SOURCE RECORDS:
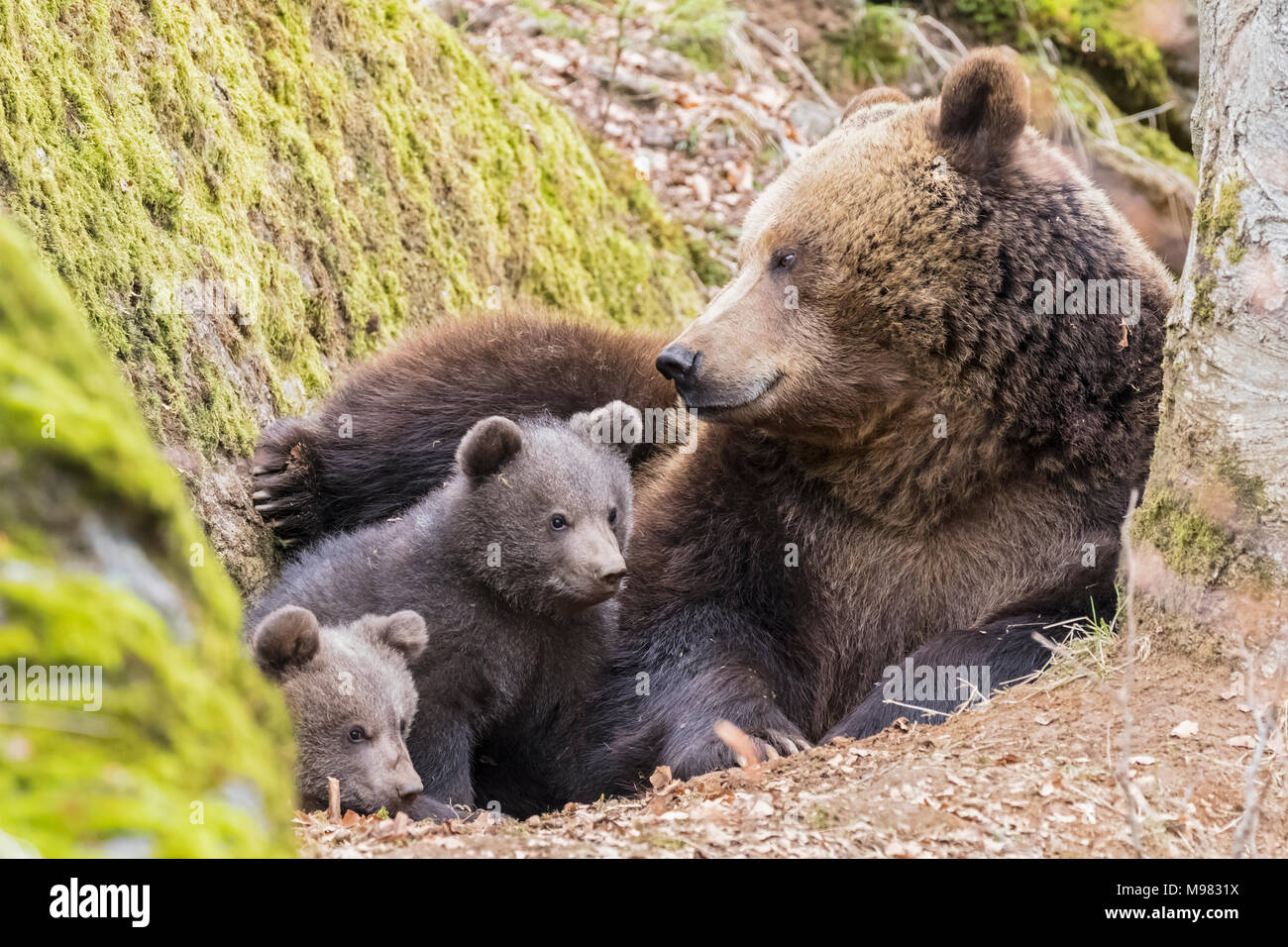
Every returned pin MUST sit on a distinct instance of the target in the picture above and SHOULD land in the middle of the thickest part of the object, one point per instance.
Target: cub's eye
(782, 261)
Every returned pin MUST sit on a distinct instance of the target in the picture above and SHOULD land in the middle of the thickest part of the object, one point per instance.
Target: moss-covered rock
(103, 567)
(245, 195)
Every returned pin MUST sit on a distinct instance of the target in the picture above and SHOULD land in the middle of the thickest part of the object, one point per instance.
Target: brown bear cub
(923, 405)
(514, 564)
(352, 699)
(325, 474)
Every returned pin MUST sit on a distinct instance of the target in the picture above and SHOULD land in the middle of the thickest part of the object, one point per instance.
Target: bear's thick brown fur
(906, 451)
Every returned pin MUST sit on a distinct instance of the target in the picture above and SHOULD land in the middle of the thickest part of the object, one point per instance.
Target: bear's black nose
(677, 363)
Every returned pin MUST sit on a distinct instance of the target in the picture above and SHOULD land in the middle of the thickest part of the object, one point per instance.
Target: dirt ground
(1028, 775)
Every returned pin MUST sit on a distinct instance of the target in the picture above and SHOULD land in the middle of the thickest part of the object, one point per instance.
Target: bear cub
(513, 564)
(352, 701)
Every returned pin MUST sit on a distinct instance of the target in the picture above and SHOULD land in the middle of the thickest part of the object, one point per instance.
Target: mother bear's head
(919, 258)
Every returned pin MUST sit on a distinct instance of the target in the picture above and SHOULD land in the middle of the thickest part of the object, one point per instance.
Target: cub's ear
(983, 108)
(874, 97)
(616, 424)
(403, 631)
(284, 642)
(488, 446)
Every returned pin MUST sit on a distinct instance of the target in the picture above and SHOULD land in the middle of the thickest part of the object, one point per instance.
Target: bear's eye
(782, 261)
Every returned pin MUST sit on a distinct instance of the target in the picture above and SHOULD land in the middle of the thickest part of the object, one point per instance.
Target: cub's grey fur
(352, 699)
(513, 564)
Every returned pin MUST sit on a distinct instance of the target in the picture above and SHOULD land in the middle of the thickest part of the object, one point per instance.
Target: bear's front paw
(283, 489)
(428, 806)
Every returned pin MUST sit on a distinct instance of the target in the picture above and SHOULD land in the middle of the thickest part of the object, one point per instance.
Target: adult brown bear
(926, 398)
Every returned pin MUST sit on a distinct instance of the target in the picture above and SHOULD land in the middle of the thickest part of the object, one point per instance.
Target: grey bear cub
(513, 564)
(352, 699)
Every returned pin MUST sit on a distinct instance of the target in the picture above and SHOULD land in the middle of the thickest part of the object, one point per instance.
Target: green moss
(1196, 545)
(102, 566)
(1094, 35)
(874, 48)
(1072, 84)
(1214, 221)
(1190, 543)
(343, 169)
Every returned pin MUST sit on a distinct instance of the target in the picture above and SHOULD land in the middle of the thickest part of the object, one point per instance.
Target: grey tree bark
(1216, 505)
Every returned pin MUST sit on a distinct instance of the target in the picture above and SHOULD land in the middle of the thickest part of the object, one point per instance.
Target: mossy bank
(130, 723)
(244, 196)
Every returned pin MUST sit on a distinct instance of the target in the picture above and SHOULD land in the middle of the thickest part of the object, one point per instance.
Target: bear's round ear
(488, 446)
(983, 108)
(616, 424)
(404, 631)
(875, 97)
(284, 641)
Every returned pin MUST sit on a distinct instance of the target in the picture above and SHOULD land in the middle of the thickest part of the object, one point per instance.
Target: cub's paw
(284, 482)
(425, 806)
(760, 744)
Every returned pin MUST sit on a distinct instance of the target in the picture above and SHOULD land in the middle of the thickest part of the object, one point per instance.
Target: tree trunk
(1216, 506)
(1212, 532)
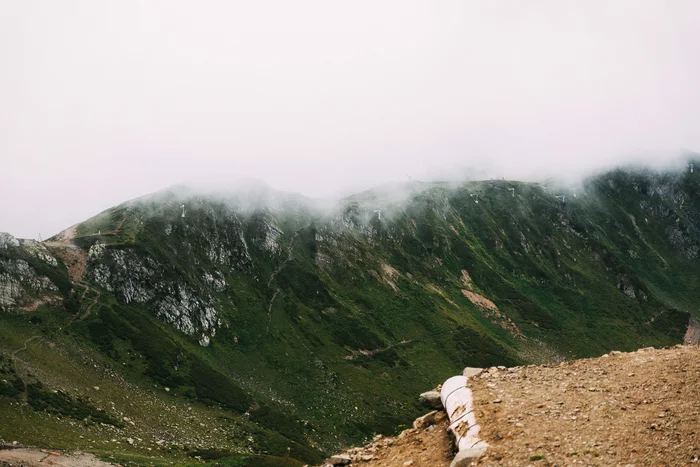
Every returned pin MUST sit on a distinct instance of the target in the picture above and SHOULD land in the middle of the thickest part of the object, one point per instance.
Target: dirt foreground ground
(623, 409)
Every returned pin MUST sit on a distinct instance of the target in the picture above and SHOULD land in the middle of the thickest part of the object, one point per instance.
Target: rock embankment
(631, 409)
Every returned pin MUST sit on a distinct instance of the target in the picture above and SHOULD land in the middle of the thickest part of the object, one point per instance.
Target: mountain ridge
(310, 329)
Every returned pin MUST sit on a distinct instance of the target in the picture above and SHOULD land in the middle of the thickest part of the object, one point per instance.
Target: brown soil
(430, 447)
(640, 408)
(629, 409)
(27, 457)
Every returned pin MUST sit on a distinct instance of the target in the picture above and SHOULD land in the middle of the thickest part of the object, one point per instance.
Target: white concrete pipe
(457, 399)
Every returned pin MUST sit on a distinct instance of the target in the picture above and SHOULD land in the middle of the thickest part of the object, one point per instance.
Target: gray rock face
(8, 241)
(431, 400)
(19, 282)
(139, 278)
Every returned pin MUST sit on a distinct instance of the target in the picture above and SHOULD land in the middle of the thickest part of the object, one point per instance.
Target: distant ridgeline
(287, 331)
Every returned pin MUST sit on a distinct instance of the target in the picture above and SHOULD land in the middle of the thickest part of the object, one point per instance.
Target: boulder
(431, 400)
(425, 421)
(470, 372)
(340, 459)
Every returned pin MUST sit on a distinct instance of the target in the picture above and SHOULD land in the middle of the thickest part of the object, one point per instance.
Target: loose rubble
(632, 409)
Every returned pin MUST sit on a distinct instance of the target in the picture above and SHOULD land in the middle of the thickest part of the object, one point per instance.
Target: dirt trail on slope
(628, 409)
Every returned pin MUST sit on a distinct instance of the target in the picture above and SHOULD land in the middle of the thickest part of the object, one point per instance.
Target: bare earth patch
(628, 409)
(29, 457)
(637, 409)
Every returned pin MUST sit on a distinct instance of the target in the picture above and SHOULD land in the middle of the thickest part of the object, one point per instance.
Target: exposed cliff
(312, 328)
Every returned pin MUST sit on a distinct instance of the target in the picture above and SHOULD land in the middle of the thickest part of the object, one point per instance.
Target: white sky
(105, 100)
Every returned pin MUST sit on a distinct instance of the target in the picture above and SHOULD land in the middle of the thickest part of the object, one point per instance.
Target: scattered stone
(340, 459)
(471, 372)
(431, 400)
(425, 421)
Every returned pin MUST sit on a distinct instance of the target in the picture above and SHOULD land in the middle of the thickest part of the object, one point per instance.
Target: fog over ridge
(104, 102)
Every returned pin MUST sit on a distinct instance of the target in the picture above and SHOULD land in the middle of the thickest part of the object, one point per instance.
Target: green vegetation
(327, 326)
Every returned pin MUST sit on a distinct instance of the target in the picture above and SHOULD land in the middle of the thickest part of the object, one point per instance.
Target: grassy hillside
(261, 329)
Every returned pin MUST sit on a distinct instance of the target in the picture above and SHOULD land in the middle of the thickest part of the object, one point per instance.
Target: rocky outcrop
(138, 278)
(20, 284)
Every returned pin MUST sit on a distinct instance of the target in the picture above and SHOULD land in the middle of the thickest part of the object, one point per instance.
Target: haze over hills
(259, 327)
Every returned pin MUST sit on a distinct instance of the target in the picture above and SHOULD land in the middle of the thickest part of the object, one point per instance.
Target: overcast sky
(102, 101)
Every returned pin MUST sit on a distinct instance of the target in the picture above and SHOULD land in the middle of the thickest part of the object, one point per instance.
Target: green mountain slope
(258, 328)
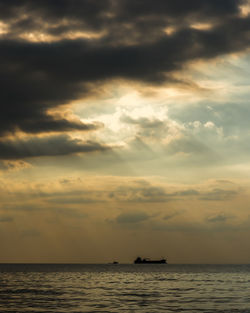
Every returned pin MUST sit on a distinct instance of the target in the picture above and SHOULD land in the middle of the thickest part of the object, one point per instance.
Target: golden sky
(125, 131)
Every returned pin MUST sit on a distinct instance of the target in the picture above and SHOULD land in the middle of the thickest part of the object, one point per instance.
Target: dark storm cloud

TASK OBJECTIVE: Leave out the pictures and output every record above precisely as given.

ANSWER TO THE EXERCISE:
Every returned pin MUST sit on a distinct instance of the target in the picture above and SHOULD land in the middle of the thickest part of the object, one point per instance.
Target: cub's eye
(782, 261)
Every returned pin MUST sit on a distinct instance of the target in the picture above and SHOULD land in the middle of the thickest part of the object, one point per instance.
Target: moss-covered rock
(103, 567)
(245, 195)
Every returned pin MUST sit on a distinct instance of the target in the picture above and SHOULD land in the middle of the thickest part of the object, one point per instance.
Target: brown bear cub
(923, 405)
(514, 564)
(352, 699)
(325, 474)
Every returned pin MUST sit on a distinct instance of the target in the picture above and SHOULD land in the middle of the thickest part of the object, one point per instance.
Target: bear's thick brown fur
(906, 451)
Every returned pin MUST sit on a distinct instance of the target in the picture above and SHOULD land in the middle of the thickest part of the object, one point per instance.
Target: bear's black nose
(677, 363)
Every returned pin MUST sit on a distinct instance of the target in the picture above and SHOULD land in the middle of the thickest part of the object, one point per instance.
Target: dirt ground
(1028, 775)
Every returned pin MUST sit on a distinct instance of the target in the picture above and SHOULD land in the middle of the thickest part of the object, one point per instance.
Target: bear cub
(513, 564)
(352, 701)
Every returned pin MUST sit on a distinct instance of the target in the picture above and SHOULD land in the middle of the thickest part of the object, one point per instance.
Target: mother bear's head
(919, 258)
Every returned pin MUST sit on a distinct instance of the target in the picture above and SHOULD land in the middle of the thickest part of the object, one point per instance.
Target: cub's ear
(983, 108)
(874, 97)
(616, 424)
(403, 631)
(284, 642)
(488, 446)
Every returned pin MUST sit on a distinct instance of the target in the picture above and SHOULD land in the middle of the thickest part of the object, one point per instance.
Target: bear's eye
(782, 261)
Every returned pin MUST sit on a distinct instance of the target in the picture above and SHOULD land in the middle of the thickest part of the object, one point per instance.
Target: cub's grey fur
(352, 699)
(513, 564)
Every returned pin MUST sit on a distinct instance of the target in the picture above and SHOULD land in the middle of the thickest part of the object, one point per instance.
Target: bear's front paw
(283, 489)
(428, 806)
Every returned pin MUST sit on a distinct instance of the target in the picture above and SHOULD land in the middle of the thickest part of the object, one point per instance.
Target: adult brown bear
(926, 398)
Every returned pin MUST sit on a distinct instance of the target in the picture above and SHOULD land in the middle of the thickest part of the object, one point per instance.
Target: grey bear cub
(513, 564)
(352, 699)
Every returned pin MUST sit on a distinct instance of the target in the picture above and SHOULD land in the middle of the thickest part of the object, one point per instance.
Target: green moss
(1196, 545)
(102, 566)
(1094, 35)
(874, 48)
(1072, 84)
(1214, 221)
(1190, 543)
(343, 169)
Every returned pin MUST sit on a distinct instance of the target in the picture above and SHOULD land in the middle of the thickest part of the object, one point per instance.
Target: grey tree bark
(1216, 505)
Every returned pin MUST sit on a distinct instance of the target in the picture above and SHOULD land in the middle of the thickest part of the object, one point per instance.
Target: mossy bank
(130, 723)
(244, 196)
Every returned pin MUST sit on a distinct instance of the target in the picture above and SHOULD land in the middle of the thickest part of the object, one point per instance.
Target: bear's round ear
(488, 446)
(983, 108)
(616, 424)
(404, 631)
(875, 97)
(284, 641)
Every returned pin MUST sit on a distinct instance of the target in the picture above and SHOULD land in the middle of the thickest part of the object, one point per instance.
Target: cub's paw
(284, 482)
(425, 806)
(760, 744)
Every returned pin MUST sit on a distinct instance of the target in the picture above and SHOULD land in the middle of the thickest part of the object, one point per instance.
Target: tree trunk
(1216, 506)
(1212, 532)
Every returned pin MUST sit on a distinct instance of the target in the picture above and SHOULD land in the middle of the thickest part of the object, one point per instance.
Target: dirt foreground ground
(623, 409)
Every returned pin MUST sit on a distinct instance of the target in the picture above and SHOULD land in the middle of the thickest part of the object, one point per instance.
Target: rock embankment
(631, 409)
Every returned pin MUST sit on a distinct instance of the target in the picture above and SHOULD land in the middle of the thickest part of the object, one point per instance.
Target: mountain ridge
(310, 329)
Every returned pin MUST sit on a distinct instance of the target in the picture above and SHOULD land in the middle of the thickest part of the object, one point per instance.
Target: brown soil
(430, 447)
(640, 408)
(629, 409)
(27, 457)
Every returned pin MUST sit on a distinct instance of the target in the picture above and SHOULD land in the middle of the thickest part of the object, one point per instance.
Target: white concrete pipe
(457, 399)
Every returned pin MUST sit on a distinct instance of the target in the picture above and SHOULD land in the middle of the thickest part of the object, one point per instance.
Target: gray rock face
(8, 241)
(431, 400)
(19, 282)
(139, 278)
Every returned pin MUST sit on a distinct instance of the target in the picture above and SHOULD land in the middle of the thickest part of the object, one point per instance.
Target: distant ridgeline
(287, 331)
Every returned pin MUST sit on a distinct instance of the target in the picture above and SHOULD land in the middle of the thickest part of the object, one point per instance.
Target: boulder
(431, 400)
(425, 421)
(470, 372)
(340, 459)
Every returned pin MUST sit on a distinct instance of the target in the picture above and SHOULD land in the middle of the thickest part of the object, one point per instance.
Target: loose rubble
(632, 409)
Every returned pin MUST sit on a distinct instance of the target in the picture above and SHOULD land in the middle of the thickest part of the object, one point per instance.
Target: dirt trail on slope
(628, 409)
Every returned pin MUST sit on a distinct instance of the target in the picture above and SHOULD land in the middle of the thickest part of the object, one point per instance.
Target: bare earth patch
(628, 409)
(29, 457)
(637, 409)
Every returned pin MUST sit on a distinct instance of the target in the picture above and SHOULD land in the middle of the thickest part of the object, one point per instance.
Target: exposed cliff
(312, 328)
Every returned pin MUST sit on a distinct instance of the target in the picture above and SHOULD land in the middle of the thickest part of the object, one point per instance.
Target: white sky
(105, 100)
Every returned pin MUST sit on a distinct instance of the target in the picture above and SHOULD land in the middle of the thickest part of the object, one point per instance.
Target: scattered stone
(340, 459)
(471, 372)
(431, 400)
(425, 421)
Every returned pin MUST sit on a distinct instance of the target in the picture above and SHOULD land in the middle of the thickest part of the object, one point per instance.
Target: fog over ridge
(104, 102)
Every returned pin MUST sit on a distinct instance of the target in the picture above and SHOULD land in the middle of the thickest part of the object, one point per instance.
Target: green vegetation
(327, 326)
Every returned pin MUST sit on a distinct instance of the target in the picture above and SHOULD land in the middle of the thickest part of the object, one point per instance.
Target: grassy hillside
(261, 329)
Every returned pin MUST sit on a distinct instance of the target in the picture above and SHOULD land in the middle of the thickest part of the object, one point per instance.
Target: rocky outcrop
(138, 278)
(20, 284)
Every returned pin MUST sit on a distinct instance of the target in the picture above and SHOULD land in the middle of the thickest part of the object, one point per instance.
Target: haze over hills
(259, 327)
Every returned pin MUST sit on a distinct instance of the target in the picture above and SHOULD land in the middle of the thickest part of the object, one point per instance.
Target: overcast sky
(102, 101)
Every returned pin MUST sit on a distinct instance of the target in the picture above and SHOULD land in the middle of the thickest part of the object, one point per instance.
Target: green mountain slope
(258, 328)
Every returned pin MUST sit on a distinct instance of the target in the picture above and SHOULD land in the middle of the thickest part of the object, one point per instance.
Target: golden sky
(125, 131)
Every returned pin MUST sit on a distinct instance of the target in the picture above and SHOULD land in the middle of the thickest part of the object, one point per instance.
Target: dark storm cloud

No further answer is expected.